─── SELECTED EXTRACT ───

Several months after the EU referendum, the reason we still can’t agree an answer to the question “What would be the best relationship for Britain to have with the EU?” is because we cannot agree on what our priorities should be. For many, the priority is reducing immigration. It is this task that many politicians, including our new Prime Minister, appear to have taken as their new guiding light since the referendum. “This vote was all about immigration”, we are told.
However, when we analysed the drivers behind young people’s attitudes and behaviours in the EU referendum, we found that those aged under 35 were unswayed by the rhetoric of the “Leave” campaign because the appeal to tighter control of immigration and a “return” to national sovereignty did not speak to the values and identities of younger people.
This youngest generation of adults – born approximately 1980-2000 and so currently aged around 16-35 – have a more globalist outlook than their elders. They’re more likely to care about poverty, environmentalism and inequality. Evidence from the Ipsos MORI Social Research Institute suggests that these are cohort not life cycle differences – in other words, it is unlikely that these attitudes will shift drastically as “Generation Y” ages.

───

Copy the passage on young voters and the EU referendum, starting at "However, when we" and ending at "of younger people.", and swap "national sovereignty" for "self-government".

─── ROWS ───

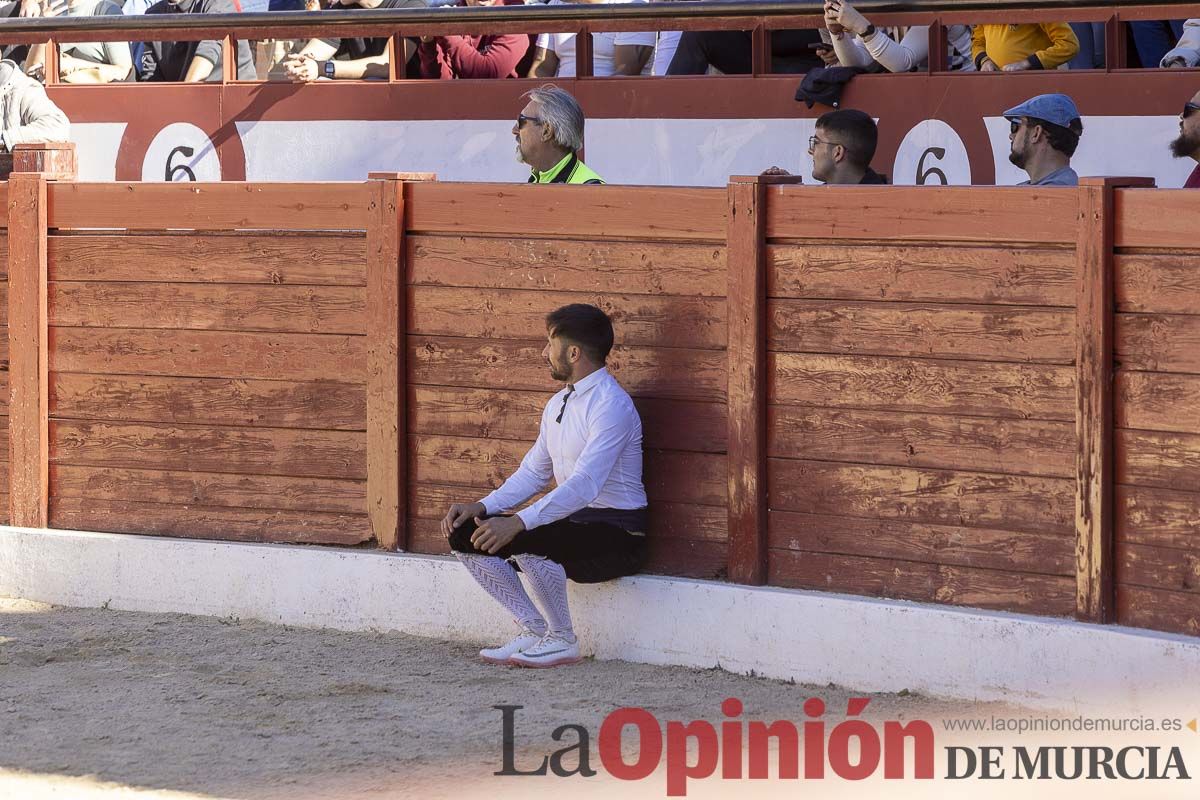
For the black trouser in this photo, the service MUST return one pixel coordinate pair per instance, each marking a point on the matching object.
(588, 552)
(729, 50)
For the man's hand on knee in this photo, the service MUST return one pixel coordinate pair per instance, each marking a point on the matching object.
(495, 533)
(459, 513)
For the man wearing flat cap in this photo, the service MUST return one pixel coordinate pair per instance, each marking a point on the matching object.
(1044, 134)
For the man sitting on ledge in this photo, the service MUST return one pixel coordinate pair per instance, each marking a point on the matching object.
(591, 528)
(549, 131)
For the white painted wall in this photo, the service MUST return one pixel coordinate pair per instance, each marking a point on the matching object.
(809, 637)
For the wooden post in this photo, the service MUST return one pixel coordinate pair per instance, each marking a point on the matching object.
(28, 355)
(1095, 468)
(387, 383)
(747, 394)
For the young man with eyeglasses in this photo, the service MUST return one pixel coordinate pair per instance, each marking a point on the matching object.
(1187, 144)
(1043, 136)
(550, 132)
(589, 528)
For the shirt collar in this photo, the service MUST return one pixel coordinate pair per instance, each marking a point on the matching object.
(552, 173)
(591, 380)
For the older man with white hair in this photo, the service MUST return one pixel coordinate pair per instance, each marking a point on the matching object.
(550, 132)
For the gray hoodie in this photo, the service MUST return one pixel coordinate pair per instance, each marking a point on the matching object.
(27, 114)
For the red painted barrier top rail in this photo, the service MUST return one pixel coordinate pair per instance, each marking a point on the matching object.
(756, 16)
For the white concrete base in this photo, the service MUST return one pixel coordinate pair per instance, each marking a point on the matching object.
(804, 636)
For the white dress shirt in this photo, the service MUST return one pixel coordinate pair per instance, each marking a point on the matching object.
(594, 456)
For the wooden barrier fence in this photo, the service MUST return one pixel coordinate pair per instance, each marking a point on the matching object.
(988, 397)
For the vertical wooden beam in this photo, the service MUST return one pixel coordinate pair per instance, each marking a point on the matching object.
(583, 66)
(1095, 464)
(28, 353)
(747, 394)
(385, 364)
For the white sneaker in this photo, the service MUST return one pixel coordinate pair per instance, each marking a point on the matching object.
(552, 650)
(501, 655)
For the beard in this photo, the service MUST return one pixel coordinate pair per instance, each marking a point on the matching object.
(1018, 158)
(1186, 145)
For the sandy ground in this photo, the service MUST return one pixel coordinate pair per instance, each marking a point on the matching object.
(101, 703)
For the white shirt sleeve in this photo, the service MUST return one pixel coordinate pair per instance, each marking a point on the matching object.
(1188, 47)
(904, 56)
(643, 38)
(609, 434)
(534, 474)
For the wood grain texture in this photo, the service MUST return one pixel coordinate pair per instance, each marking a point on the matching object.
(27, 352)
(486, 463)
(901, 329)
(211, 258)
(748, 383)
(209, 354)
(673, 373)
(1158, 342)
(299, 310)
(210, 206)
(256, 451)
(1156, 217)
(1164, 283)
(1175, 612)
(922, 274)
(202, 522)
(504, 414)
(1095, 468)
(652, 212)
(1158, 401)
(1001, 390)
(951, 545)
(1158, 517)
(568, 265)
(1163, 459)
(1158, 567)
(385, 356)
(985, 215)
(515, 314)
(933, 440)
(1041, 505)
(1036, 594)
(216, 489)
(324, 404)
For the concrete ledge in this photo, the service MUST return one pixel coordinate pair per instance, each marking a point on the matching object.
(804, 636)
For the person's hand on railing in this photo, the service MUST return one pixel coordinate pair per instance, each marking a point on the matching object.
(844, 14)
(300, 67)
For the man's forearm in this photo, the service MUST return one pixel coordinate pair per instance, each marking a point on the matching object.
(199, 70)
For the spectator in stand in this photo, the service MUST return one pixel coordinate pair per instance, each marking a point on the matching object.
(1187, 52)
(549, 132)
(858, 43)
(347, 59)
(1027, 46)
(89, 62)
(1187, 145)
(1043, 137)
(841, 149)
(730, 52)
(612, 54)
(28, 113)
(473, 56)
(192, 61)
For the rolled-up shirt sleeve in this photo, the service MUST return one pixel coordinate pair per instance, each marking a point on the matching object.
(534, 474)
(609, 433)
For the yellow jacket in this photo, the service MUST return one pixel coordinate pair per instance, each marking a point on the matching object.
(1045, 46)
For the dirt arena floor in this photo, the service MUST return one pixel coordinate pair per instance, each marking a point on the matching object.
(101, 703)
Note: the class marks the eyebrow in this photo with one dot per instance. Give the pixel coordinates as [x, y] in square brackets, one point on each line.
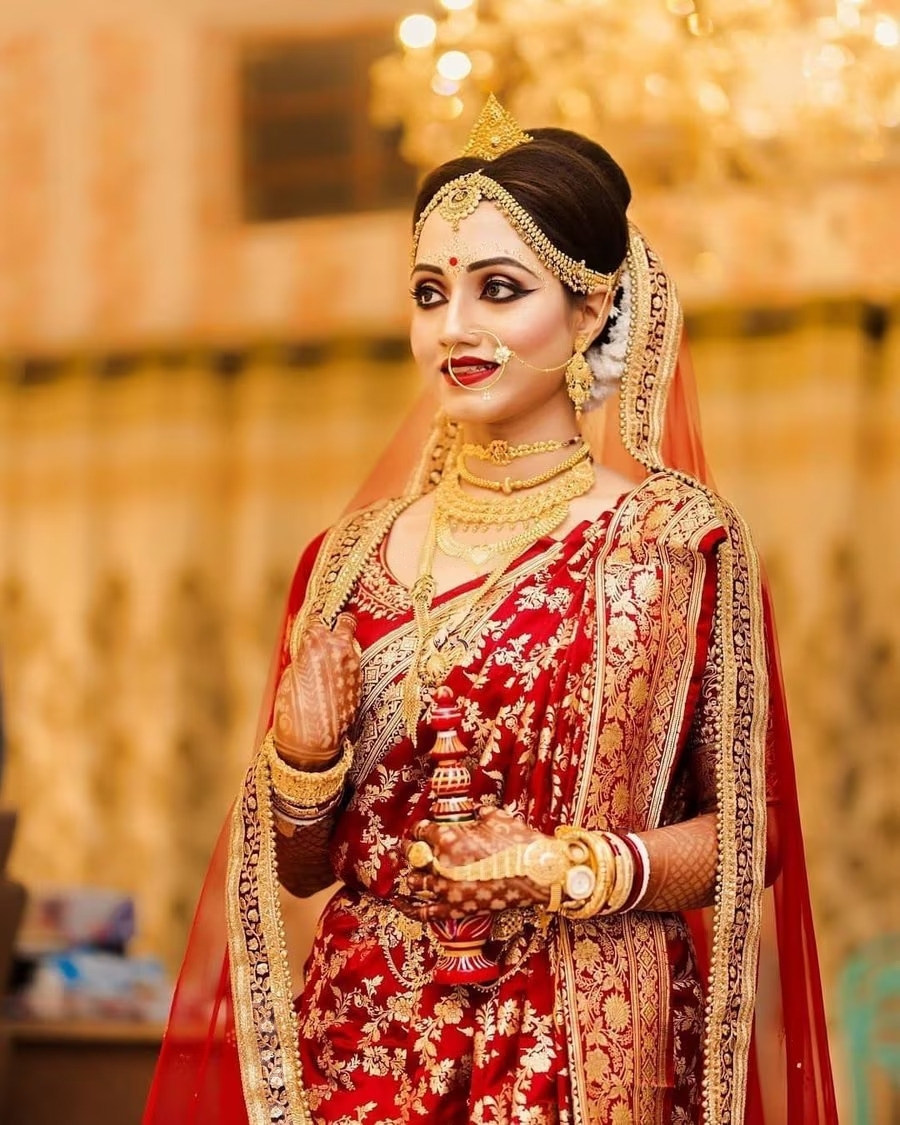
[473, 267]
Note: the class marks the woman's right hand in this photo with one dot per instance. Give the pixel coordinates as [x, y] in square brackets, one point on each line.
[317, 694]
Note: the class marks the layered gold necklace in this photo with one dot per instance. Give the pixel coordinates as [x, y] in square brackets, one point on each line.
[439, 644]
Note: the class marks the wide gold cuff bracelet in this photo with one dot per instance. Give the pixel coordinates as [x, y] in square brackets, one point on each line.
[307, 790]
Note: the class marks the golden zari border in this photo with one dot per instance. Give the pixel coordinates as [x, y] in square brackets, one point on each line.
[741, 827]
[340, 561]
[651, 353]
[266, 1022]
[650, 365]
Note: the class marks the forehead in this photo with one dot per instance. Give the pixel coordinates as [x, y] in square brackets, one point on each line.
[483, 234]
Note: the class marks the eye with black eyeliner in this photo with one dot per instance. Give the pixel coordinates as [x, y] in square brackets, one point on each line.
[513, 290]
[423, 294]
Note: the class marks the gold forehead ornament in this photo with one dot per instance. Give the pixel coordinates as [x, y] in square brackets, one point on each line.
[496, 132]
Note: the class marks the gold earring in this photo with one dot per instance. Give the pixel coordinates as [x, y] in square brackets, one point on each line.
[579, 378]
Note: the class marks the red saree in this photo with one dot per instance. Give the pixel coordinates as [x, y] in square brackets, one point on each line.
[623, 677]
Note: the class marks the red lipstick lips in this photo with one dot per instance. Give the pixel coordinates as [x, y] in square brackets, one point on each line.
[468, 370]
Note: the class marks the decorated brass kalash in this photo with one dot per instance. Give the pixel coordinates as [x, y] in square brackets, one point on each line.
[461, 960]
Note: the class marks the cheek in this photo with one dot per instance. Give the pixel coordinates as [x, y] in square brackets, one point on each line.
[421, 338]
[540, 331]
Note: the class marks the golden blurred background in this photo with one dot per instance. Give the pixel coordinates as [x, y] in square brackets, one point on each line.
[203, 304]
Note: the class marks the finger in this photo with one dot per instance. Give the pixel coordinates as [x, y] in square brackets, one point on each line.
[425, 830]
[345, 624]
[419, 854]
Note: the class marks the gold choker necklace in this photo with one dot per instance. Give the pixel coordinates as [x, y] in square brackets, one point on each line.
[502, 452]
[510, 485]
[440, 642]
[473, 512]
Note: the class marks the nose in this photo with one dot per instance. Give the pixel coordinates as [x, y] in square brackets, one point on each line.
[458, 325]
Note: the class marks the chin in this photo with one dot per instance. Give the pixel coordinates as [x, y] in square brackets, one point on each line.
[469, 406]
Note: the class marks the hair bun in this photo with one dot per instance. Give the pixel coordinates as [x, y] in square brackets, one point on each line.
[613, 177]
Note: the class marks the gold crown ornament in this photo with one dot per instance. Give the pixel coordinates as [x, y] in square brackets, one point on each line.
[495, 133]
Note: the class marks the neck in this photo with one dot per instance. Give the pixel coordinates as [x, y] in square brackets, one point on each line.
[560, 429]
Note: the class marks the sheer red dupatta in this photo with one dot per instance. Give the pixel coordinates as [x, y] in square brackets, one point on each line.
[198, 1074]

───

**ANSWER TO THE EXERCISE**
However, when we analysed the drivers behind young people’s attitudes and behaviours in the EU referendum, we found that those aged under 35 were unswayed by the rhetoric of the “Leave” campaign because the appeal to tighter control of immigration and a “return” to self-government did not speak to the values and identities of younger people.